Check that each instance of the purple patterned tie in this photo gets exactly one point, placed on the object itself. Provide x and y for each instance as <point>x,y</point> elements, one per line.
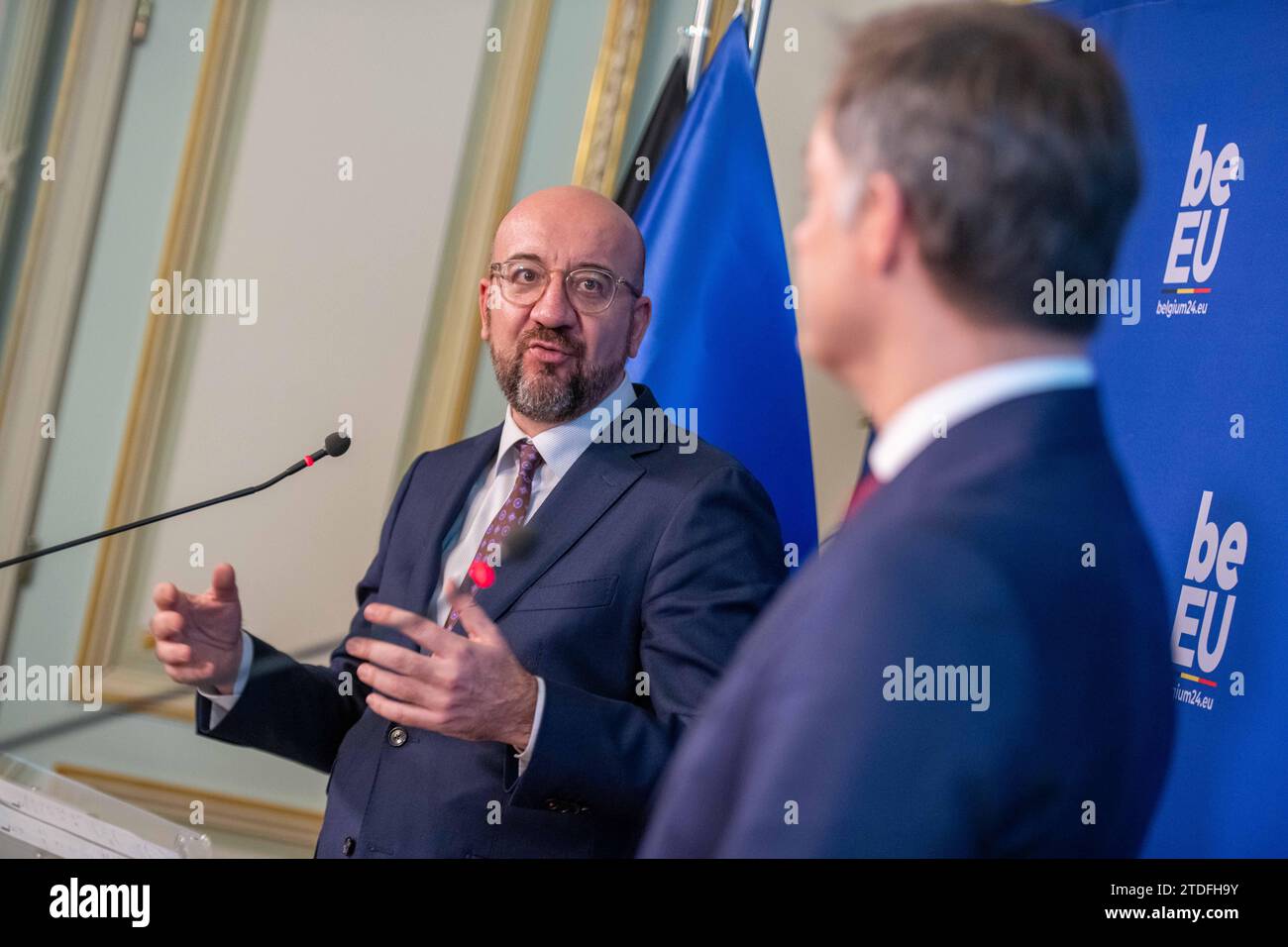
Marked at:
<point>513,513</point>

══════

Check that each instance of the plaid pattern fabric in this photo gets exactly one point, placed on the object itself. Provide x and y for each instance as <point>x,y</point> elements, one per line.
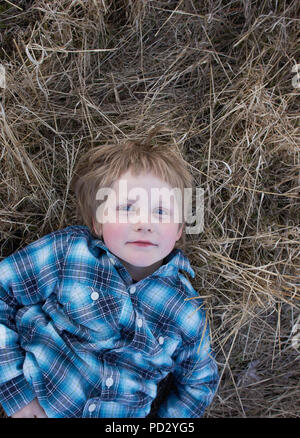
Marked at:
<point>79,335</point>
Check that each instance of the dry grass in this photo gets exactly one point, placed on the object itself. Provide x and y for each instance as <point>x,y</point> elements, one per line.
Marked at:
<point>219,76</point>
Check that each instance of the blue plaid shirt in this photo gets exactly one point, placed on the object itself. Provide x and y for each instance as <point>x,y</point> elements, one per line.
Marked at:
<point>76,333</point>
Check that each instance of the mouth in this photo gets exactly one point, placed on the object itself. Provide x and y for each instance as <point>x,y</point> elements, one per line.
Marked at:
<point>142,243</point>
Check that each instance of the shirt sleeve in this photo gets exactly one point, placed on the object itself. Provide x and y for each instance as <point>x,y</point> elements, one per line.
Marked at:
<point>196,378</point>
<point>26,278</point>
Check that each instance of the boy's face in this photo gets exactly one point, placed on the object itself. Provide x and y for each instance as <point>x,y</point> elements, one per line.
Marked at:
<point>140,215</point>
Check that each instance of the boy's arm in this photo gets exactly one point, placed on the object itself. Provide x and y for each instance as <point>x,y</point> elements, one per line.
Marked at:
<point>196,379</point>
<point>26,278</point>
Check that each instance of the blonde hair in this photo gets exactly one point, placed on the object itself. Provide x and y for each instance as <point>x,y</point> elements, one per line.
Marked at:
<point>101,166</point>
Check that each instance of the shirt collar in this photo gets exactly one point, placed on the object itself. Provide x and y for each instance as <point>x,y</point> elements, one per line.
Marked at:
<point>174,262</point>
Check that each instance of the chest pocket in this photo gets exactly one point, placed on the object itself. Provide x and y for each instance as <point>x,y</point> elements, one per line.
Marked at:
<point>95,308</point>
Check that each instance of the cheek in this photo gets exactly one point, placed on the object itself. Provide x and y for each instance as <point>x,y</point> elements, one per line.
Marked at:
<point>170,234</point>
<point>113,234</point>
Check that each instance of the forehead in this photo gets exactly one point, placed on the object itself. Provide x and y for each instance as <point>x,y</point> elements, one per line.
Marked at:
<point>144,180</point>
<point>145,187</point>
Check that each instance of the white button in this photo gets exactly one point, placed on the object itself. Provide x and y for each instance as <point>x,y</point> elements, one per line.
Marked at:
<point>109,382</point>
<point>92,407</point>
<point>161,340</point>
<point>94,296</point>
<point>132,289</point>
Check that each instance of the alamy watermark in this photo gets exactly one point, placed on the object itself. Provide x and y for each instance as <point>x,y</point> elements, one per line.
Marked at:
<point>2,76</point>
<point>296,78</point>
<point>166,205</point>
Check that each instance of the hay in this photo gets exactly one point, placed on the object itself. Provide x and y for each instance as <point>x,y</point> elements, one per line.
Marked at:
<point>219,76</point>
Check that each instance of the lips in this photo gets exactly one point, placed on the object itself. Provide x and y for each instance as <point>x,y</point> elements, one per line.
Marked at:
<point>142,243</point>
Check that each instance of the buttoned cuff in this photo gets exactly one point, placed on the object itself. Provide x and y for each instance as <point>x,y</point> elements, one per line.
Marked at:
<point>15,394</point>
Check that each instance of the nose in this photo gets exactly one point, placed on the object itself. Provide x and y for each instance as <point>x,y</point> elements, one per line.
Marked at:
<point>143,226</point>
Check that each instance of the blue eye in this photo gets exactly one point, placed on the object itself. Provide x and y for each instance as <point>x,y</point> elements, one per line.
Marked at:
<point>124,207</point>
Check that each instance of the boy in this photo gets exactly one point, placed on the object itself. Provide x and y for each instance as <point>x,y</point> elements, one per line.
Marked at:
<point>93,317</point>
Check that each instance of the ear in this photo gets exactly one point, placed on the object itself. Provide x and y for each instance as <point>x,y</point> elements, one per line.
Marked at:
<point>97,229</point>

══════

Copy the lines word for word, starting at the line that contains "Check that each instance of the purple" and ending after the line that contains "<point>513,513</point>". Leave the picture out of your copy.

Exercise answer ->
Check that each instance of the purple patterned tie in this photo gets exactly one point, placed on the object itself. Provide x and y for each instance as <point>x,y</point> elements, one per line.
Marked at:
<point>513,513</point>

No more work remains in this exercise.